ПИСЬМЕННОЕ ЗАДАНИЕ A:
Кто, согласно фрагменту о Венских переговорах, на неофициальной основе создал существенные предпосылки для бесконфликтного сотрудничества Бонна и Восточного Берлина?
::::
Нетрудно было убедиться и почувствовать, что первостепенным был и остается вопрос о слиянии двух частей нашего континента. Вопреки очевидным трудностям тот факт, что оба германских государства еще до великого перелома стали важными партнерами в Европе и для Европы, объективно оказался преимуществом.

На Венских переговорах о сокращении войск и обычных вооружений Бонн и Восточный Берлин не мешали друг другу. Наоборот, еще при старом руководстве СЕПГ они сотрудничали без каких-либо конфликтов. Существенные предпосылки для этого создал (на неофициальной основе) Эгон Бар. В этом отношении полемика против контактов с ГДР на партийном уровне была чересчур пристрастной. Главное всегда заключалось в ответе на вопрос «зачем?». По собственному опыту знаю, что помощь находящимся в стесненных обстоятельствах отдельным лицам и семьям зачастую можно было оказать, только применив необычные для Запада способы, потому что там в них нет необходимости.
::::
ПИСЬМЕННОЕ ЗАДАНИЕ B:
Перепишите из записей без изменений всё, начиная со строки, где есть «Thank you for the photo. Could you point to the pink», и до строки, где есть «column 151, row 136», включая обе.

МАТЕРИАЛ:
::::
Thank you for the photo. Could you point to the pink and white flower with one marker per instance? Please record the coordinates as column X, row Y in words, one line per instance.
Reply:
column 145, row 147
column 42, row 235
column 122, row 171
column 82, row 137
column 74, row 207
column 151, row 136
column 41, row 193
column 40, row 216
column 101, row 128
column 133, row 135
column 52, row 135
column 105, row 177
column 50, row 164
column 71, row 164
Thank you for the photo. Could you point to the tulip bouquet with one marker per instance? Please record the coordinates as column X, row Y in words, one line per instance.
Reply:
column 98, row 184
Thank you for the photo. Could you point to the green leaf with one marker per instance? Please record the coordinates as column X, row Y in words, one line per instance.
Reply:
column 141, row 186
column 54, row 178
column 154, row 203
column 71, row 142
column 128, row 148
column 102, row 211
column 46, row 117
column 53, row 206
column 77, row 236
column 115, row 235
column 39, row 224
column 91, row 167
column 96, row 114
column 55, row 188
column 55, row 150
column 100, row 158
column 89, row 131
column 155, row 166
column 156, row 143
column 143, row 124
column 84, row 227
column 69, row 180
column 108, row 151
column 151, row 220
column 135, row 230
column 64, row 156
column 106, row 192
::::
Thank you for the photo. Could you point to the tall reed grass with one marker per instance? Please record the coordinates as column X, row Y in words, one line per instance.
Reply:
::::
ПОЛНЫЙ ОТВЕТ A:
Эгон Бар.

ПОЛНЫЙ ОТВЕТ B:
Thank you for the photo. Could you point to the pink and white flower with one marker per instance? Please record the coordinates as column X, row Y in words, one line per instance.
Reply:
column 145, row 147
column 42, row 235
column 122, row 171
column 82, row 137
column 74, row 207
column 151, row 136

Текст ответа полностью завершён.